Write the records out again, precisely as they stand.

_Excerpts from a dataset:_
# # # # # # #

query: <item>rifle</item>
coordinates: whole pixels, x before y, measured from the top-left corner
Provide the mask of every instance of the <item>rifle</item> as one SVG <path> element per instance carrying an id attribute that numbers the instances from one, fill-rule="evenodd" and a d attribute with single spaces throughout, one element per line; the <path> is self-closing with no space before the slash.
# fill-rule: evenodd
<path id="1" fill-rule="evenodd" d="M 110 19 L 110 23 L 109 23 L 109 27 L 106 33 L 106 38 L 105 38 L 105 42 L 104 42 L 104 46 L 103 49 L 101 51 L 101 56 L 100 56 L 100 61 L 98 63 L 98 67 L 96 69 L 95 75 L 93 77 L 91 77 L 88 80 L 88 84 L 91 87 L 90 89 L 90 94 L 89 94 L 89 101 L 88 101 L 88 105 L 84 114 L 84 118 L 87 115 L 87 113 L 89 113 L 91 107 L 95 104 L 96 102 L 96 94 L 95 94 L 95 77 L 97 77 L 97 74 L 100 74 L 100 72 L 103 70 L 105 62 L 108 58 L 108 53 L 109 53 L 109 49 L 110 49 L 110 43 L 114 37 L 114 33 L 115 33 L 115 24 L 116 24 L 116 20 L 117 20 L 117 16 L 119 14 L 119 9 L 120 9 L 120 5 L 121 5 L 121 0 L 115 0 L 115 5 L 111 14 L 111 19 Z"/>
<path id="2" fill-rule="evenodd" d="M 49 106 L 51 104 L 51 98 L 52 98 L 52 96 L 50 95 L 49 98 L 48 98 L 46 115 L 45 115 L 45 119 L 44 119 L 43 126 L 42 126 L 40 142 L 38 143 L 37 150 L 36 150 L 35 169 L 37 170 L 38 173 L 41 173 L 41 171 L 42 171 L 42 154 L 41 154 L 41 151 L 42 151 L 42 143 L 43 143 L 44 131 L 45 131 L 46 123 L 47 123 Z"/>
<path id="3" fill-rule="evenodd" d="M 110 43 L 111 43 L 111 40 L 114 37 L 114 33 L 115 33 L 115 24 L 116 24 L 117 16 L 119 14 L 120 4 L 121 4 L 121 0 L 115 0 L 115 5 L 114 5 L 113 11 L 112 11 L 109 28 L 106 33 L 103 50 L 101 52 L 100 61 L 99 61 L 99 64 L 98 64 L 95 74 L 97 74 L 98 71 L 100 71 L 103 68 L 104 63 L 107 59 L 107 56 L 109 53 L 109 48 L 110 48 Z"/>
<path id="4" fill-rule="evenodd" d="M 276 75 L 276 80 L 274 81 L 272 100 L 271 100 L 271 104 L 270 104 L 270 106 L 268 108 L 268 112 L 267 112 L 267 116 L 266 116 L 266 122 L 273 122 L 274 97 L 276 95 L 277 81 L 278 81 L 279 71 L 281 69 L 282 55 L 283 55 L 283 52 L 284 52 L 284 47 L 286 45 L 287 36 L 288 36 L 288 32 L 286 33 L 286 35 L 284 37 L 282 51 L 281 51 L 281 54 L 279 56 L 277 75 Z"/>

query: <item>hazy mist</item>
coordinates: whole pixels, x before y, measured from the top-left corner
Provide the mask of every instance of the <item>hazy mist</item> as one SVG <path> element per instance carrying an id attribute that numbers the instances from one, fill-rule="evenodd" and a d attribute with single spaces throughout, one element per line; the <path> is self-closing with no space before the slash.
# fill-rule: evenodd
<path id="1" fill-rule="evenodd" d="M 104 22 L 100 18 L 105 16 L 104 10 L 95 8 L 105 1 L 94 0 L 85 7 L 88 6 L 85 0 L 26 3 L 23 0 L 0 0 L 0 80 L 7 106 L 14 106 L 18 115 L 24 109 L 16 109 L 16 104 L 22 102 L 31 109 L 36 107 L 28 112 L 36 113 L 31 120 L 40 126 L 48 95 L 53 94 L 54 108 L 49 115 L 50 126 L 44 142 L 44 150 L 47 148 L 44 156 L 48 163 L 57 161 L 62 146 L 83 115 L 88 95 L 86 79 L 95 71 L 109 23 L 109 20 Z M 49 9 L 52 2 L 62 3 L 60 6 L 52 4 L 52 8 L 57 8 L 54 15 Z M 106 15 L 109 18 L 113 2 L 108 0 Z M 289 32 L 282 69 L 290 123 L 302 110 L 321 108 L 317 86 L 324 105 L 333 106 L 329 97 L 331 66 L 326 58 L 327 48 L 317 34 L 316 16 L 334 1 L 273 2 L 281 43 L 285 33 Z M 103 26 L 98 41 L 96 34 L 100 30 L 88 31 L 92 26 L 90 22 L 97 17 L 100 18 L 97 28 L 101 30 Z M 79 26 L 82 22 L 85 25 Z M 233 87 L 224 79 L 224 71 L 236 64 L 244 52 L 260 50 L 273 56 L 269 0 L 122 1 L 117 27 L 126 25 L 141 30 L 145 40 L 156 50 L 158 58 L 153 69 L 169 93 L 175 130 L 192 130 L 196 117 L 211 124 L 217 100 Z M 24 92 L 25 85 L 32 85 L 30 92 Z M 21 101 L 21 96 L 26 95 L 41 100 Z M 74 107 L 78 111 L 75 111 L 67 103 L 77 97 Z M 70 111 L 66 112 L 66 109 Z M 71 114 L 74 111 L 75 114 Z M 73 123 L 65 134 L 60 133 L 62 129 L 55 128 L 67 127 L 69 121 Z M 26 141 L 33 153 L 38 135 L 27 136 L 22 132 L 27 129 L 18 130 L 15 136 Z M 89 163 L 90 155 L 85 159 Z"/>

# # # # # # #

_Exercise answer:_
query: <item>rifle</item>
coordinates: whole pixels, x before y, measured from the top-left corner
Provide the mask of every instance of the <item>rifle</item> as one SVG <path> element per instance carrying an id attribute that numbers the instances from one, fill-rule="evenodd" and a d attribute with single spaces throughout, one element per line; the <path> is self-closing with no space before the slash.
# fill-rule: evenodd
<path id="1" fill-rule="evenodd" d="M 110 19 L 110 23 L 109 23 L 109 27 L 106 33 L 106 38 L 105 38 L 105 42 L 104 42 L 104 46 L 103 49 L 101 51 L 101 56 L 100 56 L 100 61 L 98 63 L 98 67 L 96 69 L 95 75 L 93 77 L 91 77 L 88 80 L 88 84 L 91 87 L 90 89 L 90 94 L 89 94 L 89 101 L 88 101 L 88 105 L 84 114 L 84 118 L 87 115 L 87 113 L 89 113 L 91 107 L 95 104 L 96 102 L 96 94 L 95 94 L 95 77 L 97 77 L 97 74 L 100 74 L 100 72 L 103 70 L 105 62 L 108 58 L 108 53 L 109 53 L 109 49 L 110 49 L 110 43 L 114 37 L 114 33 L 115 33 L 115 24 L 116 24 L 116 20 L 117 20 L 117 16 L 119 14 L 119 9 L 120 9 L 120 5 L 121 5 L 121 0 L 115 0 L 115 5 L 111 14 L 111 19 Z"/>
<path id="2" fill-rule="evenodd" d="M 49 106 L 51 104 L 51 98 L 52 98 L 52 96 L 50 95 L 49 98 L 48 98 L 46 115 L 45 115 L 45 119 L 44 119 L 43 126 L 42 126 L 40 142 L 38 143 L 37 150 L 36 150 L 35 169 L 37 170 L 38 173 L 41 173 L 41 171 L 42 171 L 42 154 L 41 154 L 41 151 L 42 151 L 42 143 L 43 143 L 44 131 L 45 131 L 46 123 L 47 123 Z"/>
<path id="3" fill-rule="evenodd" d="M 110 43 L 111 43 L 111 40 L 114 37 L 114 33 L 115 33 L 115 24 L 116 24 L 117 16 L 119 14 L 120 4 L 121 4 L 121 0 L 115 0 L 115 5 L 114 5 L 113 11 L 112 11 L 109 28 L 106 33 L 103 50 L 101 52 L 100 61 L 99 61 L 99 64 L 98 64 L 95 74 L 97 74 L 98 71 L 100 71 L 103 68 L 104 63 L 107 59 L 107 56 L 109 53 L 109 48 L 110 48 Z"/>
<path id="4" fill-rule="evenodd" d="M 276 75 L 276 80 L 274 81 L 272 100 L 271 100 L 271 104 L 270 104 L 270 106 L 268 108 L 268 112 L 267 112 L 267 116 L 266 116 L 266 122 L 273 122 L 274 97 L 276 95 L 277 81 L 278 81 L 279 71 L 281 69 L 282 55 L 283 55 L 283 52 L 284 52 L 284 47 L 286 45 L 287 36 L 288 36 L 288 32 L 286 33 L 286 35 L 284 37 L 282 51 L 281 51 L 281 54 L 279 56 L 277 75 Z"/>

query: <item>hazy mist</item>
coordinates: whole pixels, x before y, measured from the top-left corner
Provide the mask of every instance of the <item>hazy mist</item> as one SVG <path> element per instance carrying an id attribute that numbers the instances from one, fill-rule="evenodd" and a d attribute with single spaces throughout, one element per line; the <path> is self-closing with no space before the slash.
# fill-rule: evenodd
<path id="1" fill-rule="evenodd" d="M 104 22 L 100 18 L 105 16 L 104 10 L 95 8 L 105 1 L 94 0 L 85 7 L 88 6 L 85 0 L 26 3 L 23 0 L 0 0 L 0 80 L 7 106 L 14 106 L 18 115 L 24 109 L 16 109 L 16 104 L 22 102 L 31 109 L 36 107 L 28 112 L 36 113 L 31 120 L 40 126 L 48 95 L 53 94 L 54 108 L 49 115 L 50 126 L 44 142 L 44 150 L 47 148 L 44 156 L 48 163 L 57 161 L 62 146 L 83 115 L 88 95 L 86 79 L 95 71 L 109 23 L 109 20 Z M 49 9 L 52 2 L 62 3 L 60 6 L 52 4 L 52 8 L 57 8 L 54 15 Z M 106 15 L 109 18 L 113 2 L 108 0 Z M 289 32 L 282 69 L 290 123 L 302 110 L 321 108 L 317 86 L 324 105 L 333 106 L 329 97 L 331 66 L 326 58 L 327 48 L 317 34 L 316 16 L 334 1 L 273 2 L 281 43 L 285 33 Z M 103 26 L 98 41 L 96 34 L 100 30 L 88 31 L 92 26 L 90 22 L 97 17 L 100 18 L 97 28 L 101 30 Z M 79 26 L 82 22 L 85 25 Z M 233 87 L 224 79 L 224 71 L 236 64 L 244 52 L 260 50 L 273 56 L 269 0 L 122 1 L 117 27 L 126 25 L 141 30 L 145 40 L 156 50 L 158 58 L 153 69 L 169 93 L 175 130 L 192 130 L 196 117 L 211 124 L 217 100 Z M 24 92 L 25 85 L 32 85 L 30 92 Z M 21 101 L 21 96 L 26 95 L 41 100 Z M 74 107 L 78 111 L 75 111 L 67 103 L 77 97 Z M 70 111 L 66 112 L 66 109 Z M 71 114 L 74 111 L 75 114 Z M 73 123 L 65 134 L 60 133 L 62 129 L 55 128 L 67 127 L 69 121 Z M 26 141 L 33 153 L 38 135 L 27 136 L 22 132 L 27 129 L 18 130 L 15 136 Z M 89 163 L 90 155 L 85 159 Z"/>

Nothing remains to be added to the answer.